▶ _Task to complete_
Retype the entries in full, exactly.

▶ _Provided entries_
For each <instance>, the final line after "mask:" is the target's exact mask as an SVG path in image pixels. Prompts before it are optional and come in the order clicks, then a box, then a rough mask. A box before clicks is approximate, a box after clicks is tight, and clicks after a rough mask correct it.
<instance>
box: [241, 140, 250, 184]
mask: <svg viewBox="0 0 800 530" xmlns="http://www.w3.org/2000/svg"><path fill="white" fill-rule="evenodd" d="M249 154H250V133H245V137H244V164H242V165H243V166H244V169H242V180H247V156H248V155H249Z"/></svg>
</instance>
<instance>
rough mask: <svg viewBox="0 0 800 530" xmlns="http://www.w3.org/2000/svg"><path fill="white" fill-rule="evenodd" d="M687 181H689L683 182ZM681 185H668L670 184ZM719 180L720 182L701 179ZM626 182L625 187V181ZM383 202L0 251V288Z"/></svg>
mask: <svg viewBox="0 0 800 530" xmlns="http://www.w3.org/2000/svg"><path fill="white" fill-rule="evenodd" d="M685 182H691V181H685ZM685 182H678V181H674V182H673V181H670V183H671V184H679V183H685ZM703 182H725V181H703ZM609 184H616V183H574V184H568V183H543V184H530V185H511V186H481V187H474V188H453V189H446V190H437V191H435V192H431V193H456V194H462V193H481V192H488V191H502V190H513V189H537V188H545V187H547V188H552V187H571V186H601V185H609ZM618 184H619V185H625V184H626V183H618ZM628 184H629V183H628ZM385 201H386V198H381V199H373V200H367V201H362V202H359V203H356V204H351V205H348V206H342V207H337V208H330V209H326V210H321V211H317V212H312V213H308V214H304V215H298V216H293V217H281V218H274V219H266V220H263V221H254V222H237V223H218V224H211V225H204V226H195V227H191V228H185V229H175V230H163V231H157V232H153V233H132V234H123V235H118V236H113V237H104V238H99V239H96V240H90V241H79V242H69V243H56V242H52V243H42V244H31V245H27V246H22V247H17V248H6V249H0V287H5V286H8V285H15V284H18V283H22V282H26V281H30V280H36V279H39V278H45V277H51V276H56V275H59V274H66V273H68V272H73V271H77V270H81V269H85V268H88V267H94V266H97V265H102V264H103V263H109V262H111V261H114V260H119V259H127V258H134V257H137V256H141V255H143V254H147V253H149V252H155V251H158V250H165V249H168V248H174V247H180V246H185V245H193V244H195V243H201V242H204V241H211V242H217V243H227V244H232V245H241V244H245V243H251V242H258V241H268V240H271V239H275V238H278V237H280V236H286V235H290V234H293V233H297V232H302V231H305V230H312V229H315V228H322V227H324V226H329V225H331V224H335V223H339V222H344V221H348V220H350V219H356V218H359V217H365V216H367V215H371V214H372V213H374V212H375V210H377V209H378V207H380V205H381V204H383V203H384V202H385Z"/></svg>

▶ _Response to this task_
For each <instance>, the final line after "mask:" is the target's exact mask as an SVG path in image pixels. Prompts before it are optional and come in the order clicks, then a box, then a rough mask. A box before clicks is approximate, a box after clicks is tight, and clicks after a rough mask correct it.
<instance>
box: [241, 140, 250, 184]
mask: <svg viewBox="0 0 800 530" xmlns="http://www.w3.org/2000/svg"><path fill="white" fill-rule="evenodd" d="M249 154H250V133H245V137H244V164H242V165H243V166H244V169H242V180H247V156H248V155H249Z"/></svg>
</instance>
<instance>
rough mask: <svg viewBox="0 0 800 530" xmlns="http://www.w3.org/2000/svg"><path fill="white" fill-rule="evenodd" d="M687 181H689L683 182ZM681 185H668L670 184ZM719 180L720 182L701 179ZM626 182L625 187V181ZM383 202L0 251V288Z"/></svg>
mask: <svg viewBox="0 0 800 530" xmlns="http://www.w3.org/2000/svg"><path fill="white" fill-rule="evenodd" d="M685 182H691V181H685ZM685 182H678V181H674V182H673V181H670V183H671V184H679V183H685ZM703 182H725V181H703ZM609 184H616V183H574V184H568V183H543V184H530V185H511V186H481V187H474V188H453V189H446V190H437V191H435V192H431V193H456V194H462V193H481V192H488V191H502V190H513V189H537V188H545V187H547V188H552V187H571V186H601V185H609ZM618 184H619V185H625V184H626V183H618ZM628 184H629V183H628ZM385 201H386V198H381V199H373V200H367V201H362V202H359V203H356V204H351V205H348V206H342V207H337V208H330V209H326V210H321V211H317V212H312V213H308V214H304V215H298V216H293V217H281V218H274V219H266V220H263V221H254V222H237V223H218V224H211V225H204V226H195V227H191V228H185V229H175V230H163V231H157V232H153V233H132V234H123V235H118V236H113V237H104V238H99V239H96V240H90V241H79V242H69V243H56V242H52V243H42V244H31V245H27V246H22V247H17V248H6V249H0V287H5V286H8V285H15V284H18V283H22V282H26V281H30V280H36V279H39V278H45V277H51V276H56V275H59V274H66V273H68V272H73V271H77V270H81V269H85V268H88V267H94V266H97V265H102V264H103V263H109V262H111V261H114V260H119V259H127V258H134V257H137V256H141V255H143V254H147V253H149V252H155V251H158V250H165V249H168V248H174V247H180V246H185V245H193V244H195V243H201V242H204V241H211V242H217V243H227V244H232V245H241V244H245V243H251V242H258V241H268V240H271V239H275V238H278V237H280V236H286V235H290V234H293V233H297V232H302V231H305V230H312V229H315V228H322V227H324V226H329V225H331V224H335V223H339V222H344V221H348V220H350V219H356V218H359V217H365V216H367V215H371V214H372V213H374V212H375V210H377V209H378V207H380V205H381V204H383V203H384V202H385Z"/></svg>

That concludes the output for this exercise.